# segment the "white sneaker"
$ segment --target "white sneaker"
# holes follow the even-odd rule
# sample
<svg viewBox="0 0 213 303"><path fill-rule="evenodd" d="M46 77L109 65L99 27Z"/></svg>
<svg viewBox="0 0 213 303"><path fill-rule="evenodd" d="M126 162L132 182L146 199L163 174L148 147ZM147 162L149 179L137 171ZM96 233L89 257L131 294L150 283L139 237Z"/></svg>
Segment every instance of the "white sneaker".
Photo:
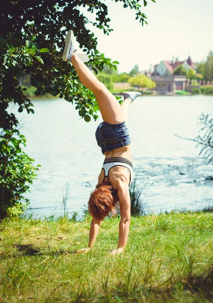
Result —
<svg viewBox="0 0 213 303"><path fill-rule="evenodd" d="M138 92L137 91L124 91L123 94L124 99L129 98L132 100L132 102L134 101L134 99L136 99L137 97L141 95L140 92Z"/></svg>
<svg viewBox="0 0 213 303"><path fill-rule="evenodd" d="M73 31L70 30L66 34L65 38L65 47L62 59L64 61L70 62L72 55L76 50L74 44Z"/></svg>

▶ **EXERCISE OBJECTIVE**: Could you rewrite the entries above, changing "white sneaker" to "canvas shoe" and keeping everything else the same? Leave the pictures out of your answer.

▶ **THE SOLUTION**:
# segment the "canvas shoe"
$ segment --target "canvas shoe"
# holes follow the even-odd rule
# sample
<svg viewBox="0 0 213 303"><path fill-rule="evenodd" d="M46 77L109 65L99 27Z"/></svg>
<svg viewBox="0 0 213 303"><path fill-rule="evenodd" d="M126 162L132 182L146 199L163 174L148 147ZM147 162L149 179L137 171ZM96 233L89 257L131 294L150 283L139 237Z"/></svg>
Segment every instance of the "canvas shoe".
Photo:
Result —
<svg viewBox="0 0 213 303"><path fill-rule="evenodd" d="M138 92L137 91L124 91L123 94L124 99L129 98L132 100L132 102L134 101L134 99L136 99L137 97L141 95L140 92Z"/></svg>
<svg viewBox="0 0 213 303"><path fill-rule="evenodd" d="M73 31L70 30L66 34L65 38L65 47L62 59L64 61L70 62L72 55L76 50L74 44Z"/></svg>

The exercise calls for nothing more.